作業内容
1. 貫通孔補強の本文から、「新たな補強金物「SPスティック(鍛鋼品)」を開発しました。」から「同等の曲げ耐力を発揮します。」までを両端も含めて一字一句そのまま書き出すこと。
2. 貫通孔補強の本文にある次の一文を英語に訳すこと。「SPスティックを貫通孔の上下に取り付けることで、補強耐力(曲げ耐力)が向上しました。」

本文抜粋
....
新たな補強金物(SPスティック)を追加し、ハイリングとSPスティックを用いて、貫通孔を補強します。
新たな補強金物「SPスティック(鍛鋼品)」を開発しました。
また、高せん断耐力品ハイリング(Bタイプ)を追加し、補強する貫通孔部の応力に対して、下記「補強例」の4種類の方法で貫通孔を補強します。
【補強例】
Rタイプ(基本パターン) → ハイリングのみで補強(従来どおり)
Bタイプ(せん断応力が大きい場合) → ハイリングBのみで補強
Sタイプ(応力が小さい場合) → SPスティックのみで補強
R+Sタイプ(応力が大きい場合) → ハイリングとSPスティックを組み合わせて補強
SPスティックを貫通孔の上下に取り付けることで、補強耐力(曲げ耐力)が向上しました。
これにより、R+SタイプはBタイプと比べて約35%の軽量化を実現しつつBタイプ同等の曲げ耐力を発揮します。
SPスティックは、はりウェブに隅肉溶接にて取り付けることで、従来品よりも溶接量を低減しました。
例えば、従来品に比べφ150の場合は、Sタイプは約60%、R+Sタイプは約25%の溶接量を低減できます。
....
資料抜粋
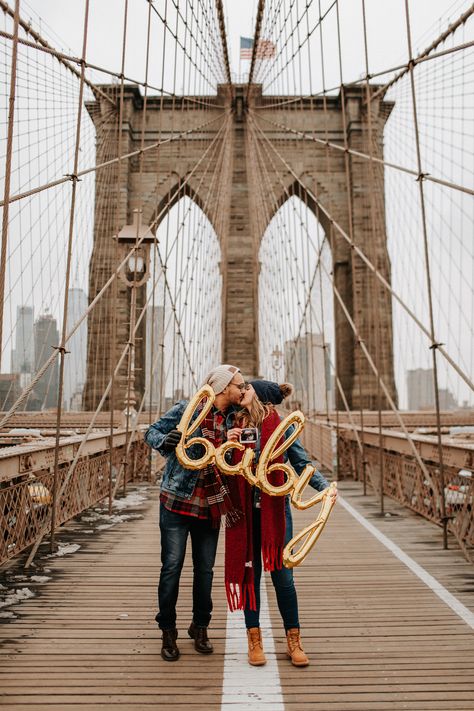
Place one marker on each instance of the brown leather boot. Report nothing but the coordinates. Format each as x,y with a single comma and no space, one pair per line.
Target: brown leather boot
294,649
256,655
....
解答例
1.
新たな補強金物「SPスティック(鍛鋼品)」を開発しました。
また、高せん断耐力品ハイリング(Bタイプ)を追加し、補強する貫通孔部の応力に対して、下記「補強例」の4種類の方法で貫通孔を補強します。
【補強例】
Rタイプ(基本パターン) → ハイリングのみで補強(従来どおり)
Bタイプ(せん断応力が大きい場合) → ハイリングBのみで補強
Sタイプ(応力が小さい場合) → SPスティックのみで補強
R+Sタイプ(応力が大きい場合) → ハイリングとSPスティックを組み合わせて補強
SPスティックを貫通孔の上下に取り付けることで、補強耐力(曲げ耐力)が向上しました。
これにより、R+SタイプはBタイプと比べて約35%の軽量化を実現しつつBタイプ同等の曲げ耐力を発揮します。

2. Attaching the SP Stick above and below the through-hole improved the reinforcement strength (bending strength).